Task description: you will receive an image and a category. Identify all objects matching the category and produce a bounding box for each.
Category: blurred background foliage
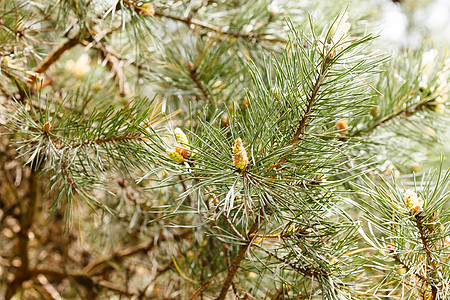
[0,0,450,299]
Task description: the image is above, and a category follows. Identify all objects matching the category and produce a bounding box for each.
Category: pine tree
[0,0,450,300]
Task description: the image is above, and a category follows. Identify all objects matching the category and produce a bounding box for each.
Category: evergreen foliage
[0,0,450,300]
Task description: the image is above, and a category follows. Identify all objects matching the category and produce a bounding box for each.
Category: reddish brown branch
[6,170,40,299]
[266,58,330,171]
[83,229,192,273]
[415,213,438,300]
[189,279,212,300]
[352,93,436,136]
[216,215,261,300]
[33,31,81,74]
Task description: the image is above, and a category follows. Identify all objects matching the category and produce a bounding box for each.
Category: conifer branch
[189,279,212,300]
[216,214,261,300]
[6,170,40,299]
[415,213,438,300]
[253,244,320,277]
[123,0,286,43]
[83,229,192,274]
[33,30,82,74]
[266,57,330,172]
[351,93,442,136]
[392,253,427,282]
[187,62,211,103]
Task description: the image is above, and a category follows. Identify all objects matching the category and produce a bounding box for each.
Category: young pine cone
[403,191,423,214]
[167,149,186,164]
[174,127,189,150]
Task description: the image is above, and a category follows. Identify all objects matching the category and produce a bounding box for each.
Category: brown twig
[6,169,40,299]
[33,31,82,74]
[253,244,320,277]
[189,279,212,300]
[83,229,192,273]
[123,0,276,42]
[266,57,330,172]
[415,213,438,300]
[351,93,436,136]
[216,214,261,300]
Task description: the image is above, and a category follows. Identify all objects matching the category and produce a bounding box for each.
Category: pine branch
[33,30,83,74]
[189,279,212,300]
[351,93,442,136]
[187,62,211,103]
[83,229,192,274]
[216,214,261,300]
[253,244,320,277]
[415,213,438,300]
[6,170,40,299]
[123,0,285,42]
[266,52,331,171]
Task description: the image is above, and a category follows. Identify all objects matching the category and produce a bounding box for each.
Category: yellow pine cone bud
[403,191,423,213]
[336,119,348,130]
[233,138,248,170]
[167,149,186,164]
[174,127,189,150]
[175,143,191,158]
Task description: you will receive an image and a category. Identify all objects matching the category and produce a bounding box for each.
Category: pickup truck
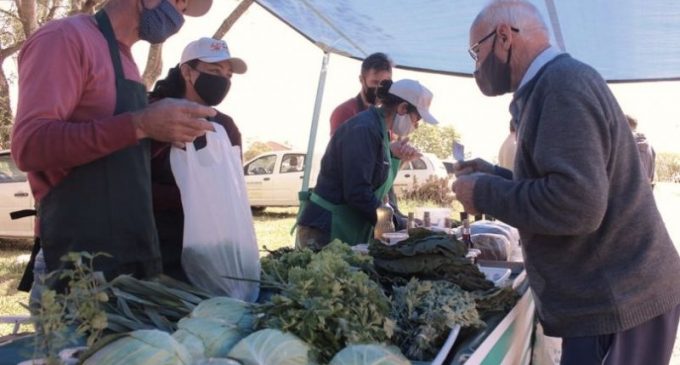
[243,151,448,211]
[0,150,35,238]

★ ★ ★

## SET EXERCISE
Put the material above into a Markdown table with the columns Row and Line, giving each non-blank line its own numbered row. Leave the pictures out of the table.

## ANSWER FOR THE TASK
| Row | Line |
|---|---|
| 1 | Task description: you will receive an image and a category. Identify all objects matching the category and produce a bounding box for each. |
| 2 | Category: blurred background foliage |
| 3 | [0,0,450,299] |
| 4 | Task description: the image is above, and a category follows. Identify all objects matching the category and produce a bounding box for each. |
| 5 | Category: pine tree |
| 6 | [0,0,450,300] |
| 7 | Task description: the image is above, and a category follows. Identify all objects matching the category and produce a bounding box for each. |
| 8 | Category: evergreen foliage |
| 9 | [0,0,450,300] |
| 10 | Task description: the image is above, and a category follows. Identify all objects matching the category and produce a bounding box for each. |
| 11 | Category: reddish brown branch |
| 12 | [6,170,40,299] |
| 13 | [266,58,330,171] |
| 14 | [83,229,192,273] |
| 15 | [415,213,438,300] |
| 16 | [189,279,212,300] |
| 17 | [352,93,436,136] |
| 18 | [216,215,261,300] |
| 19 | [33,31,81,74] |
| 20 | Task description: the image is above, and a category follows. Identify all objects matching the category and produce a bounding box for each. |
| 21 | Category: conifer branch |
| 22 | [189,279,212,300] |
| 23 | [216,214,261,300] |
| 24 | [6,170,40,299] |
| 25 | [415,213,438,300] |
| 26 | [253,244,320,277] |
| 27 | [123,0,286,43] |
| 28 | [83,229,192,274] |
| 29 | [33,30,82,74] |
| 30 | [266,57,330,172] |
| 31 | [351,93,442,136] |
| 32 | [392,253,427,282] |
| 33 | [187,62,211,103] |
| 34 | Task description: the image is above, and a category follows. Identify all objects matching the category and produce a bounding box for each. |
| 35 | Category: young pine cone |
| 36 | [403,191,423,214] |
| 37 | [167,149,186,164] |
| 38 | [174,127,189,150] |
| 39 | Task description: the image is above, and a category follows. Identify all objects matching the category and produce a bounding box for each. |
| 40 | Category: brown twig |
| 41 | [6,169,40,299] |
| 42 | [33,31,82,74] |
| 43 | [253,244,320,277] |
| 44 | [189,279,212,300] |
| 45 | [83,229,192,273] |
| 46 | [123,0,276,42] |
| 47 | [266,57,330,172] |
| 48 | [415,213,438,300] |
| 49 | [351,93,436,136] |
| 50 | [216,214,261,300] |
| 51 | Task description: the image is above, and a category follows. Identify all objects matching the category and produce a bounding box for each. |
| 52 | Category: pine branch |
| 53 | [33,30,83,74] |
| 54 | [189,279,212,300] |
| 55 | [351,93,442,136] |
| 56 | [187,62,211,103] |
| 57 | [83,229,192,274] |
| 58 | [216,214,261,300] |
| 59 | [253,244,320,277] |
| 60 | [415,213,438,300] |
| 61 | [6,170,40,299] |
| 62 | [123,0,285,42] |
| 63 | [266,52,331,171] |
| 64 | Task description: the image is above, and a category follows. Identify all objects matching the category and produce a bounding box for each. |
| 65 | Category: yellow pine cone bud |
| 66 | [403,191,423,213] |
| 67 | [336,119,348,130] |
| 68 | [233,138,248,170] |
| 69 | [167,149,186,164] |
| 70 | [174,127,189,150] |
| 71 | [175,143,191,158] |
| 72 | Task description: you will receive an image and a category. Identify all objects matching the category and produce a bounding box for each. |
| 73 | Category: pickup truck |
| 74 | [243,151,448,211] |
| 75 | [0,150,35,238] |